▶ **WHAT YOU SHOULD DO**: Set down, word for word, only the lines from the start of the records through the line bearing "Target: black metal chair"; include no pictures.

● ● ● ● ● ● ●

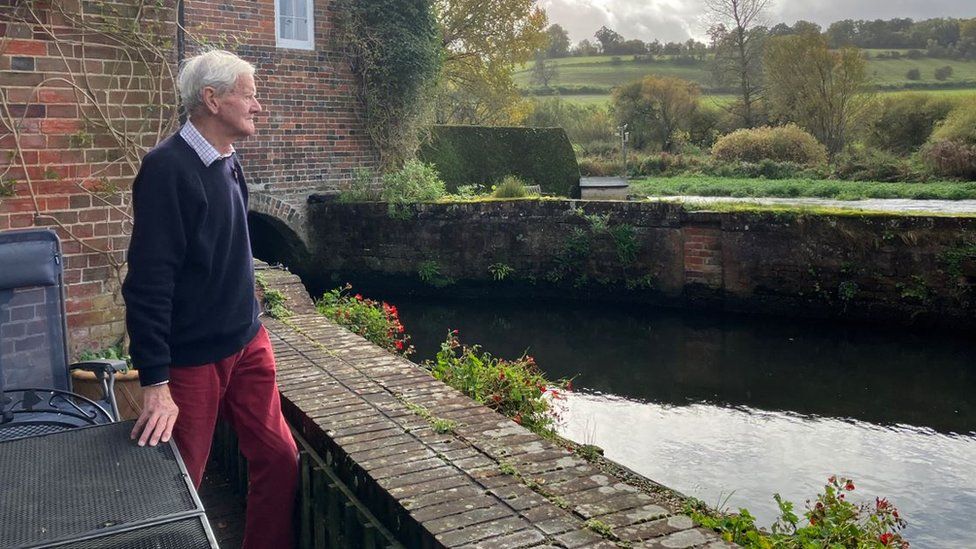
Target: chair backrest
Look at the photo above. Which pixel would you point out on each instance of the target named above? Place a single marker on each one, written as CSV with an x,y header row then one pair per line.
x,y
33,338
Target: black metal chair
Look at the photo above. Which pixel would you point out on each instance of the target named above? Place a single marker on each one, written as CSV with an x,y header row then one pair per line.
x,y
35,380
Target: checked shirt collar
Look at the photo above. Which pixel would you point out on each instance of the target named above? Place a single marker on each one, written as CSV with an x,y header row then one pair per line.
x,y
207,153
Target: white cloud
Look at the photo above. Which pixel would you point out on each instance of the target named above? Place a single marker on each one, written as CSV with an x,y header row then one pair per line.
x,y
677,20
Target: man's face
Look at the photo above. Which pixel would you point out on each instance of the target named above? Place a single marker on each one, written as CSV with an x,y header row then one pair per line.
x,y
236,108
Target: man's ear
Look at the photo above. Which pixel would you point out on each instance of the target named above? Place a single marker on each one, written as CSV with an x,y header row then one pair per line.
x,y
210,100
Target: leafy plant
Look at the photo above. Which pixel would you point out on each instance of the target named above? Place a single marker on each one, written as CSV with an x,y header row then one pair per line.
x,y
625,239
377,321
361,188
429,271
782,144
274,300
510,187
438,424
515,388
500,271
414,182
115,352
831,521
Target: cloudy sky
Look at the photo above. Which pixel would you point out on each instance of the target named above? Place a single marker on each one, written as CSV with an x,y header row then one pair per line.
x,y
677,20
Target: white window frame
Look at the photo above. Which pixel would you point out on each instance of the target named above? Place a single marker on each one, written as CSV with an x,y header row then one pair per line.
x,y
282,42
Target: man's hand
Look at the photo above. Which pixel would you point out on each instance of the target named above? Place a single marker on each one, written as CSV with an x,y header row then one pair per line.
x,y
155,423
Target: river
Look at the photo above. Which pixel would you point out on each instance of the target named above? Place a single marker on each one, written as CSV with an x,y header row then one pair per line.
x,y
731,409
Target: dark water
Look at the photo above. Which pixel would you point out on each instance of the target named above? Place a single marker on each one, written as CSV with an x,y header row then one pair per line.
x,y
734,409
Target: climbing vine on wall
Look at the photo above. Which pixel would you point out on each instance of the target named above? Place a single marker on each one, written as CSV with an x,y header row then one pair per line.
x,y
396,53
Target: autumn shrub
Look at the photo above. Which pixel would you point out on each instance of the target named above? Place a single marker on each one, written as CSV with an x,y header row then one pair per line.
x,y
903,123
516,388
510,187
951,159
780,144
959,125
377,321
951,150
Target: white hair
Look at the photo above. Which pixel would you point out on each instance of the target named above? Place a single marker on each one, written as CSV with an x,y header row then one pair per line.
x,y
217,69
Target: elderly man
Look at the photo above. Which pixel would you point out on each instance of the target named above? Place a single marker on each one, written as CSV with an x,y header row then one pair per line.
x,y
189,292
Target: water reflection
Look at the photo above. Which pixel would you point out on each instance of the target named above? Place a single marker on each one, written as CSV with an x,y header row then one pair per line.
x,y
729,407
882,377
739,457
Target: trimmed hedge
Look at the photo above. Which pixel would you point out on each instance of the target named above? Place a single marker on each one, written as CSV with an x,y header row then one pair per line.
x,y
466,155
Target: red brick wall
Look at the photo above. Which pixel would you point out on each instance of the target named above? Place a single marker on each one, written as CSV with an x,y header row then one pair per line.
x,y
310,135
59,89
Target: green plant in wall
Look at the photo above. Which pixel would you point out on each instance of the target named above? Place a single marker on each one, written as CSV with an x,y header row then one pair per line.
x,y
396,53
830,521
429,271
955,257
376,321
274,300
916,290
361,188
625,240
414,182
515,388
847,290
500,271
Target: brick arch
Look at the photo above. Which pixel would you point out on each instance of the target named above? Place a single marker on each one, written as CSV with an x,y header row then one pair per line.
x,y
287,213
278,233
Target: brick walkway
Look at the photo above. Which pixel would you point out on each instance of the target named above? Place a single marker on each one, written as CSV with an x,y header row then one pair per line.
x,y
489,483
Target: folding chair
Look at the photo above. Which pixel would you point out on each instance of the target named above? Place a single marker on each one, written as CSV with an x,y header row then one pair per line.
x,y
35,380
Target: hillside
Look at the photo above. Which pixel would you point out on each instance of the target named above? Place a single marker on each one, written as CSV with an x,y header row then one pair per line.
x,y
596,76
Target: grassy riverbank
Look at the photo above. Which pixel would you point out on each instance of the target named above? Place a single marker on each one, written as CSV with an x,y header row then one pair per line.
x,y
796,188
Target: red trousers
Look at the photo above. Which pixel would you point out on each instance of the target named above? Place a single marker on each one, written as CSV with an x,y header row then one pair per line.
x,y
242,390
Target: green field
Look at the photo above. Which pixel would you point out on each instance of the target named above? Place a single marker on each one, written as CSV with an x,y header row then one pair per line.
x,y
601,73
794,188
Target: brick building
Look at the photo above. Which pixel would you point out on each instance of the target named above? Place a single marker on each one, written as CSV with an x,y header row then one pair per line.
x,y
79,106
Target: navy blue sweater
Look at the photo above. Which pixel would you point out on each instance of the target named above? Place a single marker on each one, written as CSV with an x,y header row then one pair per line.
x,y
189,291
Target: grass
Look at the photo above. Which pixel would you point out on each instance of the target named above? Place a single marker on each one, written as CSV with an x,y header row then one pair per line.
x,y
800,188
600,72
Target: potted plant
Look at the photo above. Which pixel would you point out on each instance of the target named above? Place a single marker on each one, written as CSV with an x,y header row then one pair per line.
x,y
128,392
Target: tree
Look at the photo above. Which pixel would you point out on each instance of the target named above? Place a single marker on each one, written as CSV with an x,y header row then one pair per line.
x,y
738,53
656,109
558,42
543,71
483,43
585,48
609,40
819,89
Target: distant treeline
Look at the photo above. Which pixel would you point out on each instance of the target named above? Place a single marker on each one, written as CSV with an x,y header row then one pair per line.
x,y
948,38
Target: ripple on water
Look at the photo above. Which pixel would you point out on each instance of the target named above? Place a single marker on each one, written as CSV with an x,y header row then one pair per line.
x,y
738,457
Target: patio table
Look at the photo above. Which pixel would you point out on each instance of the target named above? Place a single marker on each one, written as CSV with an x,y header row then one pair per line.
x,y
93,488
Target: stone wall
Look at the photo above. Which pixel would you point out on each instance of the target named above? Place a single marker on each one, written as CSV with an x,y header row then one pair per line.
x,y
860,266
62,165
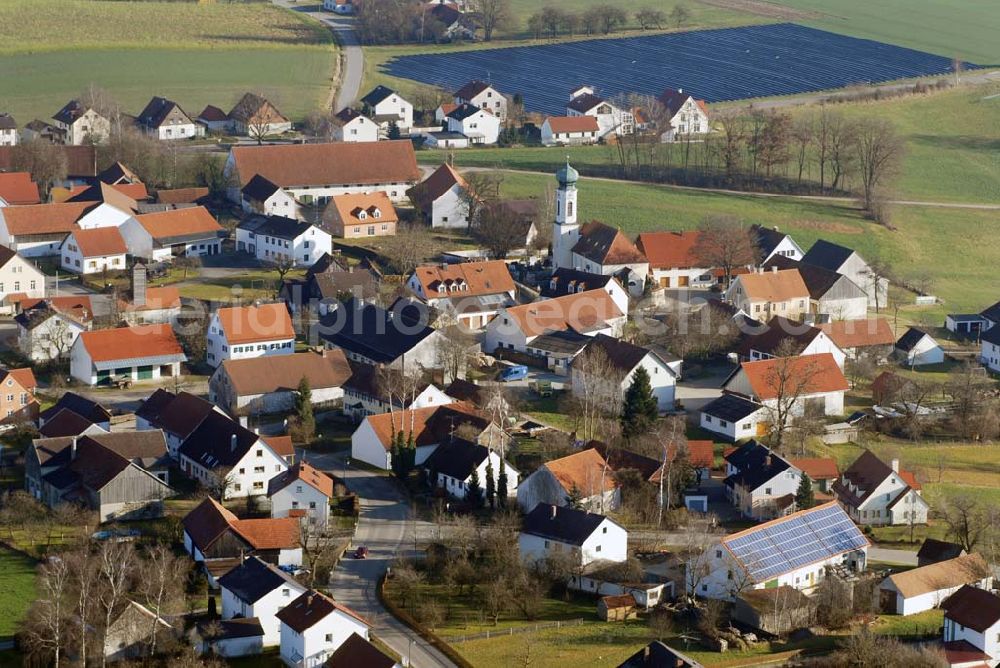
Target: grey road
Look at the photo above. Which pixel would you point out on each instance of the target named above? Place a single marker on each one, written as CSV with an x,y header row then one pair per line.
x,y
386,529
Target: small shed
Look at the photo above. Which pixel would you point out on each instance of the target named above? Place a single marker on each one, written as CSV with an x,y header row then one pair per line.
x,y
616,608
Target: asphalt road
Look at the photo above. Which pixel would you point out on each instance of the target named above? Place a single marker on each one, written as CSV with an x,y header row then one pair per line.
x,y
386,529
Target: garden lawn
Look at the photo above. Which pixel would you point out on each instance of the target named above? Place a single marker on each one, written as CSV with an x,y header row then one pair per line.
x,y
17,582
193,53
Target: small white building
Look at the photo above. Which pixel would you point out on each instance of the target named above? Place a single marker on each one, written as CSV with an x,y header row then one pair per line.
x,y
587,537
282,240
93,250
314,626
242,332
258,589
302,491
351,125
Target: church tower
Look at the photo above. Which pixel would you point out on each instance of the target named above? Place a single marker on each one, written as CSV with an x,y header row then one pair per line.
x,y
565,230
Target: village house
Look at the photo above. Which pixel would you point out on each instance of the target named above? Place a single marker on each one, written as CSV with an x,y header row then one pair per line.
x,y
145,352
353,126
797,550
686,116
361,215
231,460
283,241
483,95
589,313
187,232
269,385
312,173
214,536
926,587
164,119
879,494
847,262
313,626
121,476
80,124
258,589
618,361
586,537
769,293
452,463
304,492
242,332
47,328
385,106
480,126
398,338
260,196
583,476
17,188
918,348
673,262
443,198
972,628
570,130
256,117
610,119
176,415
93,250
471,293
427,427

● ● ● ● ● ● ●

▶ **EXERCISE RESULT**:
Target: chair backrest
Look at the photo above. Which pixel would you point out on each instance of the target named above? Place a single marker on each one, written as CSV with an x,y header row then one pair per line.
x,y
33,338
Target: black metal chair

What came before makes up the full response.